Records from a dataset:
## Begin

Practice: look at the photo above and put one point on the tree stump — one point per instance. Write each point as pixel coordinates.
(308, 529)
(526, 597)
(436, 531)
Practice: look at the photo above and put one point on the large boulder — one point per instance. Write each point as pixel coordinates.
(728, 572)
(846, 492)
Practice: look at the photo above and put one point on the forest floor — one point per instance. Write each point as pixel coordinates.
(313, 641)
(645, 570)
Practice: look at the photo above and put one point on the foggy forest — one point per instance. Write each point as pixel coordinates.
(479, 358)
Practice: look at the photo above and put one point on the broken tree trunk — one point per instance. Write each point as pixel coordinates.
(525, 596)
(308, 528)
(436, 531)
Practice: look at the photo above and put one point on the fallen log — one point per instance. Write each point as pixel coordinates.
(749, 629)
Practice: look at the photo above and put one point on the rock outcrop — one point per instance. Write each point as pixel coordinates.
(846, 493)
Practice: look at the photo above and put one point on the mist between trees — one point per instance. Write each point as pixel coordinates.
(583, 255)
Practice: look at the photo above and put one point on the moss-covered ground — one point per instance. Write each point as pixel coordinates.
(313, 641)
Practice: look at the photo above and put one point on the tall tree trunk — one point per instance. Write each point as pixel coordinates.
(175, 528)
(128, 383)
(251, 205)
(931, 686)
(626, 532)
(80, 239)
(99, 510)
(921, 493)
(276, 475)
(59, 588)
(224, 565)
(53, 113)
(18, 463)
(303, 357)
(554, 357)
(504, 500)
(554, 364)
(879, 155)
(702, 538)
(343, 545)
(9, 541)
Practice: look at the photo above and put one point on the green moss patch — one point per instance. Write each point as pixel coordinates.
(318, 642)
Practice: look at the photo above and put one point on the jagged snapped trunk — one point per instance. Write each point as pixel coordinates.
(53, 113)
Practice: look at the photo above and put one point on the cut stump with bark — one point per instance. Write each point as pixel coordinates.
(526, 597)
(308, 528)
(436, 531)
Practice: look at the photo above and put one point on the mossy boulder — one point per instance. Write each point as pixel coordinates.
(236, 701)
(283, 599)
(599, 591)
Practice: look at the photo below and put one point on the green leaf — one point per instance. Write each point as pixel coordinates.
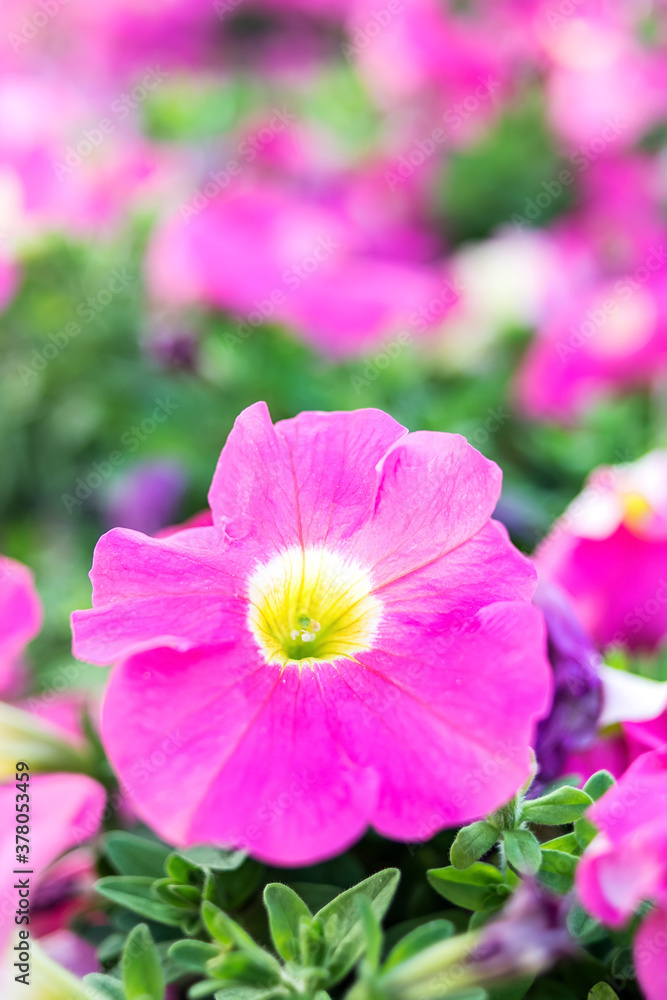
(557, 870)
(342, 924)
(193, 955)
(142, 972)
(214, 858)
(372, 932)
(228, 932)
(602, 992)
(598, 784)
(285, 909)
(102, 986)
(418, 939)
(564, 805)
(241, 991)
(180, 869)
(584, 833)
(242, 968)
(472, 889)
(134, 893)
(166, 890)
(471, 843)
(523, 851)
(580, 923)
(513, 991)
(204, 988)
(567, 843)
(132, 855)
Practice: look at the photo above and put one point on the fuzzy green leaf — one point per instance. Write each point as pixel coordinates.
(479, 887)
(557, 870)
(523, 851)
(193, 955)
(140, 965)
(132, 855)
(285, 909)
(564, 805)
(418, 939)
(342, 924)
(134, 892)
(598, 784)
(472, 843)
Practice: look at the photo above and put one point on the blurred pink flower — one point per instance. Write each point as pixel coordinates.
(66, 810)
(604, 89)
(627, 864)
(606, 329)
(457, 68)
(20, 621)
(609, 552)
(270, 660)
(274, 255)
(147, 496)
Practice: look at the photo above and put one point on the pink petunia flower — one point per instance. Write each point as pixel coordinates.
(351, 642)
(65, 811)
(274, 255)
(609, 552)
(20, 620)
(627, 864)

## End

**To do**.
Can you render all of the records above as a numbered list, dropping any blank lines and leaving the pictures out?

**Exercise output**.
1. Practice: look at the photo above and put one point on the tree stump — one point per instance. Write each point as pixel coordinates.
2. (308, 529)
3. (526, 597)
4. (436, 531)
5. Practice: look at the photo above and put one point on the large boulder — one point per instance. Write each point as pixel coordinates.
6. (728, 572)
7. (846, 492)
8. Practice: look at the photo above and put one point on the forest floor — one point per instance. Write each point as pixel coordinates.
9. (313, 641)
10. (645, 570)
11. Practice: look at the photo above and put one point on the foggy forest — one point per instance. Write each point as pixel coordinates.
12. (479, 358)
13. Practice: look at the photo above and put one point on the broken tree trunk — one point per instance. Write each point as pixel coordinates.
14. (525, 596)
15. (308, 528)
16. (436, 531)
17. Practice: look at the photo above and put one point on the fallen log — one point per instance. Write each point as pixel coordinates.
18. (749, 629)
19. Practice: look at the photo above and put one point on the rock outcrop — one point per instance. Write each point as pixel coordinates.
20. (846, 493)
21. Practice: look at the photo above and put one point on the mist between trees — one point per instance. Write each point as pixel coordinates.
22. (583, 255)
23. Practice: look at the photo above and put one point on the moss-covered ground — one point per instance. Write each point as pixel coordinates.
24. (313, 641)
25. Practice: look at the photo above and put one point on the tall tree trunk — one point per instance. Write each point as pixel coordinates.
26. (175, 528)
27. (128, 383)
28. (251, 205)
29. (931, 686)
30. (626, 532)
31. (80, 239)
32. (99, 510)
33. (921, 493)
34. (276, 475)
35. (59, 588)
36. (224, 565)
37. (53, 113)
38. (18, 463)
39. (303, 357)
40. (554, 357)
41. (504, 500)
42. (554, 364)
43. (879, 155)
44. (702, 538)
45. (343, 545)
46. (9, 541)
47. Practice: look at the photo above and put one point on the green moss patch — one point per instance. Write each point as pixel coordinates.
48. (318, 642)
49. Practice: look at the photo above and put one point on the jagged snapped trunk — one point per instance. Write each point as pixel coordinates.
50. (53, 113)
51. Practice: look at the photo above and put one point on the cut stump with bark — one point per instance. Write each point as pixel coordinates.
52. (526, 597)
53. (308, 528)
54. (436, 531)
55. Practice: look at the photo above and put one point on the mossy boulder — one point per instance. Write each point as pixel coordinates.
56. (236, 701)
57. (283, 599)
58. (599, 591)
59. Practice: look at the photo below and put one point on the green leaf — one point per instance. Write each point as pixel coordinates.
60. (557, 870)
61. (342, 924)
62. (193, 955)
63. (142, 972)
64. (214, 858)
65. (372, 932)
66. (228, 932)
67. (602, 992)
68. (598, 784)
69. (285, 909)
70. (102, 986)
71. (418, 939)
72. (564, 805)
73. (241, 991)
74. (180, 869)
75. (584, 833)
76. (242, 968)
77. (472, 889)
78. (134, 893)
79. (166, 890)
80. (471, 843)
81. (523, 851)
82. (580, 923)
83. (513, 991)
84. (204, 988)
85. (567, 843)
86. (132, 855)
87. Practice: look at the photo above and put one point on the fuzzy green leaf — one point per instance. Write each point as pixel coordinates.
88. (479, 887)
89. (557, 870)
90. (523, 851)
91. (193, 955)
92. (140, 965)
93. (132, 855)
94. (285, 909)
95. (564, 805)
96. (418, 939)
97. (342, 924)
98. (134, 892)
99. (598, 784)
100. (472, 843)
101. Practice: look at the photo above and put one point on the blurred pink flower — one point per instance. Write each point as pixel coordinates.
102. (66, 810)
103. (604, 89)
104. (627, 864)
105. (606, 329)
106. (457, 68)
107. (20, 621)
108. (609, 552)
109. (270, 660)
110. (274, 255)
111. (147, 496)
112. Practice: look at the photo above and put one point on the pink petunia flower — one point per instance. Write each point as pixel coordinates.
113. (351, 642)
114. (65, 811)
115. (274, 255)
116. (609, 552)
117. (20, 620)
118. (627, 864)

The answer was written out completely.